Reproduce the material below verbatim, keeping every line unchanged.

──────── RAW RECORDS ────────

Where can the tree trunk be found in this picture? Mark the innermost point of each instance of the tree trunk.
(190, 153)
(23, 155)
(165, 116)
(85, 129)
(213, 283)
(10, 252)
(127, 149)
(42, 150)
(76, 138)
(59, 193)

────────

THE REPLY —
Where can the tree trunk be found in this picture? Mark the innermost point of each instance of the tree trunk.
(190, 153)
(23, 155)
(165, 116)
(85, 129)
(213, 283)
(10, 252)
(127, 149)
(42, 150)
(76, 138)
(59, 193)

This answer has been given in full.